Directions for this task:
Reproduce verbatim the records below, from their first line down to and including the line that contains "(24, 101), (31, 103)".

Data provided:
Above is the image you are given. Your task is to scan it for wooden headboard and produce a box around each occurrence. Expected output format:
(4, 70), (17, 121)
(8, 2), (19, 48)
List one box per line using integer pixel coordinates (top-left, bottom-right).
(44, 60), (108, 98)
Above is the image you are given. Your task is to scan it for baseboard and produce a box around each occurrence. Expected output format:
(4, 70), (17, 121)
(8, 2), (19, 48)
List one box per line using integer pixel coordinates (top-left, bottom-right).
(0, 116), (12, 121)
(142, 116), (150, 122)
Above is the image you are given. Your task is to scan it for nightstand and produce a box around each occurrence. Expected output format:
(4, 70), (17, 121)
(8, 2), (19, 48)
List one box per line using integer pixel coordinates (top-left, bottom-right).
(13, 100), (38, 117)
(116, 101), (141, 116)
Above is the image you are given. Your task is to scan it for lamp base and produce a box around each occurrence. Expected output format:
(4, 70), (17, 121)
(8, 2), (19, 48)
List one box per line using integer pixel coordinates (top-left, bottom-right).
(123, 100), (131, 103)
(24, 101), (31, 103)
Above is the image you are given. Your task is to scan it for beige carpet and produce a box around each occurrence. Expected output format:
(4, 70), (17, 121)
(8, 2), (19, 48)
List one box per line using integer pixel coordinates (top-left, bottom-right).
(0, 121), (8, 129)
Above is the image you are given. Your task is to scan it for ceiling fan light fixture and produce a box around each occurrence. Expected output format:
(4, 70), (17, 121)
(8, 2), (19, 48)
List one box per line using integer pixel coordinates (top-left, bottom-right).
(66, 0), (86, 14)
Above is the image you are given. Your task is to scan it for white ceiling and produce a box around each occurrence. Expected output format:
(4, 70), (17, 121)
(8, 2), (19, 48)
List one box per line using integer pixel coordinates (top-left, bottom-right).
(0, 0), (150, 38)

Full output:
Above is the image you are given. Your task is to scan it for wooden headboard and produce a box around each occurrence. Expected output format:
(4, 70), (17, 121)
(8, 2), (19, 48)
List one box per line using integer pixel coordinates (top-left, bottom-right).
(44, 60), (108, 98)
Above is the image you are given. Your task is to scan it for baseboard and produce a box around each occurrence. Expected output format:
(4, 70), (17, 121)
(8, 2), (19, 48)
List one box per line using integer pixel coordinates (top-left, bottom-right).
(0, 116), (12, 121)
(142, 116), (150, 122)
Above is the image you are given. Your task is to scan it for nightstand and produce a box around each occurrence. Expected output format:
(4, 70), (17, 121)
(8, 2), (19, 48)
List one box per line using integer pixel coordinates (top-left, bottom-right).
(13, 100), (38, 117)
(116, 101), (141, 116)
Above is the image you are given. Your task is to scan it for lamp base and produce a box around each occurrence. Expected output format:
(4, 70), (17, 121)
(8, 2), (19, 48)
List one box per line using integer pixel coordinates (top-left, bottom-right).
(123, 100), (131, 103)
(24, 101), (31, 103)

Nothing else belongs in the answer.